=== Begin Enclosure ===

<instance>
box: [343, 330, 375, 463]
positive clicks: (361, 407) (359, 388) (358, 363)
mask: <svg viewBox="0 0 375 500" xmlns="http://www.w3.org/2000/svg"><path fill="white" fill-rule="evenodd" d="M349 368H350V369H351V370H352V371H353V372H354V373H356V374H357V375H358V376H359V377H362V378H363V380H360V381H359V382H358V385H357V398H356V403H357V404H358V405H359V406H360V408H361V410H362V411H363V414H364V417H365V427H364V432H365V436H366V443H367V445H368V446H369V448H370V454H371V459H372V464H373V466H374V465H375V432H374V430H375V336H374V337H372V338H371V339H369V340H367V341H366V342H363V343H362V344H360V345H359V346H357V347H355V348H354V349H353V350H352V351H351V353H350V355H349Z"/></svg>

=== End Enclosure ===
=== Begin Enclosure ===

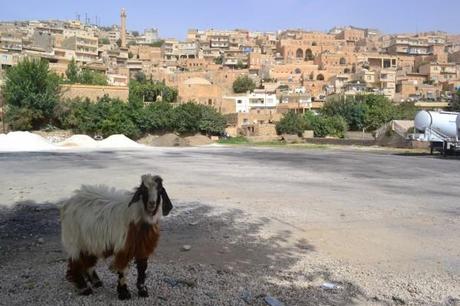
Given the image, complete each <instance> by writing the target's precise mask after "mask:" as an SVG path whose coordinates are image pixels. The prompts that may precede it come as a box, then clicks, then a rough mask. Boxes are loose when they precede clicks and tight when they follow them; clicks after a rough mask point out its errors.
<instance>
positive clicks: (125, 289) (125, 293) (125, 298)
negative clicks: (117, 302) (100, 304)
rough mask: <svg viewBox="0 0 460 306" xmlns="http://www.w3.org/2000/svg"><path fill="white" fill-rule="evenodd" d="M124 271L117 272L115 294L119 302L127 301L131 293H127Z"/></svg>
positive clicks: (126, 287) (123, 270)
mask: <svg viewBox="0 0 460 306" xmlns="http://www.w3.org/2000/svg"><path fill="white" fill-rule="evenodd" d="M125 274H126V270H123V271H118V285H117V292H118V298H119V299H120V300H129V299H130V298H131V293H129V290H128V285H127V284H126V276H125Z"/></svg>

=== End Enclosure ===
=== Begin Enclosure ===

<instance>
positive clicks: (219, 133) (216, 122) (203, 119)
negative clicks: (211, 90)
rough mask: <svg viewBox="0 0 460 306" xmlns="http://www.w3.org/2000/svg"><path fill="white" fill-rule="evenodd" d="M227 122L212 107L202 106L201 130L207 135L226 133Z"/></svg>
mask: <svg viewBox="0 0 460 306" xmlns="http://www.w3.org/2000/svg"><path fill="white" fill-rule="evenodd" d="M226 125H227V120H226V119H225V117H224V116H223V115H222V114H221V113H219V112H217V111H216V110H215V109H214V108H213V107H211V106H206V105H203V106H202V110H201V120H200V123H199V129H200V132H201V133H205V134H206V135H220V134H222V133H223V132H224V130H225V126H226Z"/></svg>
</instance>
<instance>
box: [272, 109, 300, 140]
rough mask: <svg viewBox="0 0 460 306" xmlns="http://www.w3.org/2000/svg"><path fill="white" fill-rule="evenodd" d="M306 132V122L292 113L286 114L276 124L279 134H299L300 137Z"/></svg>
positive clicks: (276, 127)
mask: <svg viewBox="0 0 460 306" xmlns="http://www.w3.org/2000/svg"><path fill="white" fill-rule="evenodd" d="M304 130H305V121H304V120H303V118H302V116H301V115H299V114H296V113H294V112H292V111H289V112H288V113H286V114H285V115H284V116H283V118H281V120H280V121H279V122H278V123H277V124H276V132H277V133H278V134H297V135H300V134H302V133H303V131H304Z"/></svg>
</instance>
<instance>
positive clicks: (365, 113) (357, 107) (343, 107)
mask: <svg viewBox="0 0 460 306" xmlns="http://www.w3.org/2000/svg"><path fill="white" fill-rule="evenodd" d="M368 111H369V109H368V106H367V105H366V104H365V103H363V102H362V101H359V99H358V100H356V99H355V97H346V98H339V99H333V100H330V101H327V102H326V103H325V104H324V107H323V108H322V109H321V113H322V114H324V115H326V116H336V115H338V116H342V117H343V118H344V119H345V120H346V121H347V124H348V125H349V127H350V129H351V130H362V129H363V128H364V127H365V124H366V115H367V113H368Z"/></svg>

=== End Enclosure ===

• _Task details_:
Copy the lines above verbatim, beginning with the line that contains "Given the image, complete" and ending after the line that contains "positive clicks: (126, 287) (123, 270)".

• _Response for this exercise_:
Given the image, complete each <instance> by writing the target's precise mask after "mask:" as an SVG path whose coordinates are image pixels. The prompts that may precede it come as a box, then clicks, then a rough mask. Boxes are loose when they precede clicks and tight when they follow them; clicks after a rough mask point out its errors.
<instance>
positive clicks: (125, 289) (125, 293) (125, 298)
negative clicks: (117, 302) (100, 304)
rough mask: <svg viewBox="0 0 460 306" xmlns="http://www.w3.org/2000/svg"><path fill="white" fill-rule="evenodd" d="M124 271L117 272L115 294L119 302L127 301L131 293H127Z"/></svg>
positive clicks: (126, 287) (123, 270)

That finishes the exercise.